## Work required
Starting at the line that contains "the black cargo", quote each line exactly through the last line of the entries, both included.

======

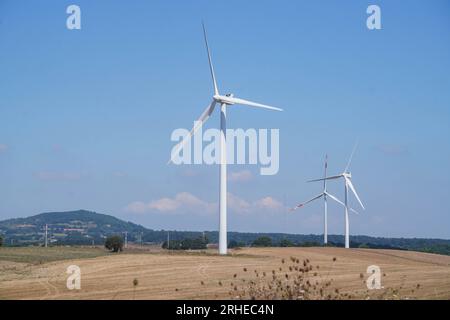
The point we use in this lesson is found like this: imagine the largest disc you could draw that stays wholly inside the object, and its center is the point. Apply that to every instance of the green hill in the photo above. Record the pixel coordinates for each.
(71, 227)
(85, 227)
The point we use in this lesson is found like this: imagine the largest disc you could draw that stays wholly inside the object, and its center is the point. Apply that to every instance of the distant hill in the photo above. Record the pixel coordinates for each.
(71, 227)
(86, 227)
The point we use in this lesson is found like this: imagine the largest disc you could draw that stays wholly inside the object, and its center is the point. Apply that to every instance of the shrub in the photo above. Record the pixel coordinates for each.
(114, 243)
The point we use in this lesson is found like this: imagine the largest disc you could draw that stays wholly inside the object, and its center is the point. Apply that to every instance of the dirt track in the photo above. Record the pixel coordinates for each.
(179, 276)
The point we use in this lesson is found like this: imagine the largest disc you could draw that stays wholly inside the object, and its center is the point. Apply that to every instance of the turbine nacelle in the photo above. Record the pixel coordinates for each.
(226, 99)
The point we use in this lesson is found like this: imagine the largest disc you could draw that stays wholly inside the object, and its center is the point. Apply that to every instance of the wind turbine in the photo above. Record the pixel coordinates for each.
(224, 101)
(324, 194)
(347, 176)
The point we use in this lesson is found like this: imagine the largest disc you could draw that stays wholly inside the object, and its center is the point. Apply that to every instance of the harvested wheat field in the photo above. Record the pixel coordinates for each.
(205, 275)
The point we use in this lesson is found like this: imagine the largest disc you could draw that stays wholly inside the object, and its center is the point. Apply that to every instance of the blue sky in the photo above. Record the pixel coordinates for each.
(86, 115)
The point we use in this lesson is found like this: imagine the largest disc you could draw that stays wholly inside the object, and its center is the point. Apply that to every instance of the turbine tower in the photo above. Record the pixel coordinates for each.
(324, 194)
(224, 101)
(347, 176)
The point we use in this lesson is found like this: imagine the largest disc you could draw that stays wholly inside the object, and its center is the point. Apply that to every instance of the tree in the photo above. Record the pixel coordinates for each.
(114, 243)
(286, 243)
(262, 242)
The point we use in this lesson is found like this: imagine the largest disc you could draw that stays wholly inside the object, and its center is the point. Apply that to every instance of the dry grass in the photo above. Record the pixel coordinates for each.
(162, 275)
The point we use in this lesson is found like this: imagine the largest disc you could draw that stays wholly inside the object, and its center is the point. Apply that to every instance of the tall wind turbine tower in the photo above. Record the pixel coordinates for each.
(347, 177)
(224, 101)
(46, 235)
(325, 194)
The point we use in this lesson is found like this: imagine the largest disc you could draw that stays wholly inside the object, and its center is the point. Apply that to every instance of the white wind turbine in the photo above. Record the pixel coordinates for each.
(324, 194)
(224, 101)
(347, 176)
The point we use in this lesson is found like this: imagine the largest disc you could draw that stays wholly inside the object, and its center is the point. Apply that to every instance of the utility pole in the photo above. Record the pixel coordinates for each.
(46, 235)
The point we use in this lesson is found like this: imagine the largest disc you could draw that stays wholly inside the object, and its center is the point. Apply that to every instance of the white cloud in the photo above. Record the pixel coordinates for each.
(240, 176)
(182, 202)
(269, 203)
(186, 202)
(53, 175)
(237, 204)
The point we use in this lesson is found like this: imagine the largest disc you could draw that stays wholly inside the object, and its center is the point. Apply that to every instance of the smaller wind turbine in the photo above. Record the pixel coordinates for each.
(324, 194)
(347, 176)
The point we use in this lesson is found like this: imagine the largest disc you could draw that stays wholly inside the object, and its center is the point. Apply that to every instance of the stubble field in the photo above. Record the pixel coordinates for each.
(33, 273)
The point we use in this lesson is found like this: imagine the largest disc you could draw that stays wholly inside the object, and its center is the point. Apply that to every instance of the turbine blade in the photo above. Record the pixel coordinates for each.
(198, 124)
(351, 156)
(252, 104)
(334, 198)
(306, 202)
(350, 184)
(327, 178)
(211, 67)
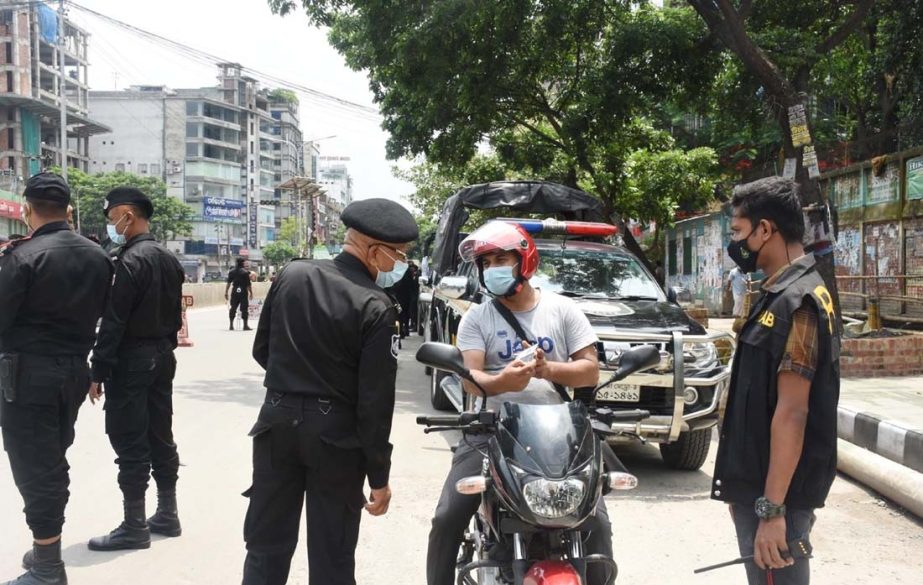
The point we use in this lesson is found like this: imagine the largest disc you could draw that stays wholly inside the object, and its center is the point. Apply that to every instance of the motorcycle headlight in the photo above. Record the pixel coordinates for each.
(701, 355)
(554, 498)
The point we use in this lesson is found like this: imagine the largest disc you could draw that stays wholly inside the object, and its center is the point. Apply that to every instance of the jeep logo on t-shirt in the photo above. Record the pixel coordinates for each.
(546, 344)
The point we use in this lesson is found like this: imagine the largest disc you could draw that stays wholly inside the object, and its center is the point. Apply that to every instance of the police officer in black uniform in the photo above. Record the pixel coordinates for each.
(134, 360)
(54, 285)
(328, 340)
(241, 288)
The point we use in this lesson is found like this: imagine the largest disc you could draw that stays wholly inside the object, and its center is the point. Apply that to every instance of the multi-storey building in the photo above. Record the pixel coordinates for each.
(216, 148)
(33, 80)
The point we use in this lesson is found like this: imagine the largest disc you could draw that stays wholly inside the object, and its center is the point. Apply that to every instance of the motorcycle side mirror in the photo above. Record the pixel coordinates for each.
(443, 356)
(453, 287)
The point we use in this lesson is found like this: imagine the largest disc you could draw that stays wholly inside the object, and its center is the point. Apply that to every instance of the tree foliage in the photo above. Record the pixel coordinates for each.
(558, 89)
(857, 65)
(172, 218)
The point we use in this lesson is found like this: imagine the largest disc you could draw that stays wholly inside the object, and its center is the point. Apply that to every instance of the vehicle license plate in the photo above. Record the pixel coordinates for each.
(620, 393)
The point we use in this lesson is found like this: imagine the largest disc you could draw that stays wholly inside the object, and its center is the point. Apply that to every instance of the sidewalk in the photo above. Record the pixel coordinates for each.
(882, 415)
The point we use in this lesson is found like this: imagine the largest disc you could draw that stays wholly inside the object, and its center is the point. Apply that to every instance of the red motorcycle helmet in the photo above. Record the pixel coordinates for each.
(498, 236)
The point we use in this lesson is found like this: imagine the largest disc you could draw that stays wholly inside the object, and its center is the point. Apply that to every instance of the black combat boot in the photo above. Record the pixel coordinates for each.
(165, 520)
(132, 533)
(45, 566)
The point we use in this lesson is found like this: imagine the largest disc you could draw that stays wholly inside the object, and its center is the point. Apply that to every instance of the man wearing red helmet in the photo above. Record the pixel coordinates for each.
(565, 354)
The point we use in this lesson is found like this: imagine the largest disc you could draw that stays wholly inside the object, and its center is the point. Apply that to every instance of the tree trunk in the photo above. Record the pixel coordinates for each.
(724, 21)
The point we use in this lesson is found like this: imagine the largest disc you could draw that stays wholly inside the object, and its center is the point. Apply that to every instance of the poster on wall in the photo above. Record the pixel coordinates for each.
(915, 178)
(216, 208)
(254, 211)
(883, 188)
(798, 123)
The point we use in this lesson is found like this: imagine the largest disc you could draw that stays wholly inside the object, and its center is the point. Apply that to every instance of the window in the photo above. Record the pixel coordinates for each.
(671, 257)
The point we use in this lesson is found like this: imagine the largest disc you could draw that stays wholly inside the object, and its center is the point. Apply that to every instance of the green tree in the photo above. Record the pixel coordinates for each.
(172, 218)
(278, 253)
(556, 88)
(779, 44)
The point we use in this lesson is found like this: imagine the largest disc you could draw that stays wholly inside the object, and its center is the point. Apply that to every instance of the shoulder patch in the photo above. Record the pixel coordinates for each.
(767, 319)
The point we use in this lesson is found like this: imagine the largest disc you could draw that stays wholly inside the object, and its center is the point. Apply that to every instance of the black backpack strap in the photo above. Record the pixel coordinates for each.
(513, 322)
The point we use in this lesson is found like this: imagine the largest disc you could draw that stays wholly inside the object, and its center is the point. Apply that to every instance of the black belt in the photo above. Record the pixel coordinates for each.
(306, 402)
(52, 360)
(160, 344)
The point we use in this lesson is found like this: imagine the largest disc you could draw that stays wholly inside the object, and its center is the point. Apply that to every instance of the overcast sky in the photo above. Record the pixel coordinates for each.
(244, 31)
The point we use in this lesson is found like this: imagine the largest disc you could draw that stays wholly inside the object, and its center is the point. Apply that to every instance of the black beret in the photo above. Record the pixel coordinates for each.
(128, 196)
(48, 187)
(382, 219)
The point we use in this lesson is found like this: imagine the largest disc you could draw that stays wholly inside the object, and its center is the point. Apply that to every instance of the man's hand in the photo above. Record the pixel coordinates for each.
(516, 375)
(770, 544)
(378, 501)
(95, 392)
(543, 368)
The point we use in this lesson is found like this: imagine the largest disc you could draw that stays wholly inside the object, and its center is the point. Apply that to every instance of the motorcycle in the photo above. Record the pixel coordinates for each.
(545, 469)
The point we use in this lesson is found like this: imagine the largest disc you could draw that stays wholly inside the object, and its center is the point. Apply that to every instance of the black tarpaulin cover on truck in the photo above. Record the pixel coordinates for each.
(539, 197)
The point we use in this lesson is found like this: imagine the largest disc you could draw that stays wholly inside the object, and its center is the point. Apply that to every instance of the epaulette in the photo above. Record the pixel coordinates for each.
(11, 245)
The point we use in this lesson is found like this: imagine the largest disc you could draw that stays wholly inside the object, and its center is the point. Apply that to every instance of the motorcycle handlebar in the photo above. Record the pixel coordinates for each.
(441, 421)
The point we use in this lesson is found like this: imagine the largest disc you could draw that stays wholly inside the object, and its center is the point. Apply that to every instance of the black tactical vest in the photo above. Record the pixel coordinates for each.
(743, 451)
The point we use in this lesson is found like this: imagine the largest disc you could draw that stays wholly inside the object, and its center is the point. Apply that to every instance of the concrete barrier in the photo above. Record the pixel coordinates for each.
(211, 294)
(892, 480)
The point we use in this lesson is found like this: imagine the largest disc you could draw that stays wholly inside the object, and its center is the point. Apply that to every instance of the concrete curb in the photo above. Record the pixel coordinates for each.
(892, 480)
(881, 437)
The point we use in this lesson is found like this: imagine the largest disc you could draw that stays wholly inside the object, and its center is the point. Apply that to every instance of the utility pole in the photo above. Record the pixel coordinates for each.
(62, 98)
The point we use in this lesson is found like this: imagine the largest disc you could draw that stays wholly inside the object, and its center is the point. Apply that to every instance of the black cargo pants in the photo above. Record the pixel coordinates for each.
(305, 454)
(240, 301)
(38, 428)
(139, 418)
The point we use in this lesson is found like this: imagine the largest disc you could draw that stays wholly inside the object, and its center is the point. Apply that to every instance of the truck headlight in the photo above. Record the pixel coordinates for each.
(701, 355)
(554, 498)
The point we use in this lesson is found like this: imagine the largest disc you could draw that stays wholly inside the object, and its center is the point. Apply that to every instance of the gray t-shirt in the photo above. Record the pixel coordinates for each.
(555, 324)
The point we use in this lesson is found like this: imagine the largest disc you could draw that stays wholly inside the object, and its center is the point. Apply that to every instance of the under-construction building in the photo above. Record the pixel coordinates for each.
(32, 81)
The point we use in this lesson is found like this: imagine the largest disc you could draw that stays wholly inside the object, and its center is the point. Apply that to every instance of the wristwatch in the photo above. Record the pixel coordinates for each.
(766, 509)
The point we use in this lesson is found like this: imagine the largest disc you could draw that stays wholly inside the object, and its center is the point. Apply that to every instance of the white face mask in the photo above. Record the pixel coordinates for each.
(386, 279)
(113, 232)
(24, 213)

======

## Answer to the exercise
The point we use in this lesson is found like this: imagine the largest disc you could draw that stays wholly inside the object, and its center is the point. Apply that to every instance of the black cargo pants in the photo above. Record the pixel coordinates for each.
(305, 454)
(240, 301)
(38, 428)
(139, 418)
The point we use in this lesson is found like this: imagine the largest disc you could draw that stays wholly inside the object, and its center is the point. Apply that to every instance of the truck headlight in the photo above. Record the pixel coordinates for each.
(701, 355)
(554, 498)
The point we use in this lesson is found like this: imagine the largest disc you could draw that stays wholly inside the object, and its center is the point. Apply that to every instance of the gray t-shirt in the photo above. Record the pixel coordinates for each.
(555, 324)
The point we use in this lesson is found like this: imagine the largest disc you could draw that stays wholly inside the object, and its center is the point. Apply that to every instance of the under-construction building in the photo above. Record the pixel coordinates for each.
(32, 81)
The point we use in this lesson is found like this: imagine the largest disc you could draw that stays wholly inside the object, and its center is the point. Apply that to every instance of the wristwatch in the photo above. Record the pixel coordinates for each.
(766, 509)
The point we use in this lesson is found like this: imagine the largest disc you could draw that stays wholly inside the object, and its center is the point. Apply that to every instance of the white face mask in the photo above. Record the pixel coordinates for each.
(386, 279)
(113, 232)
(24, 213)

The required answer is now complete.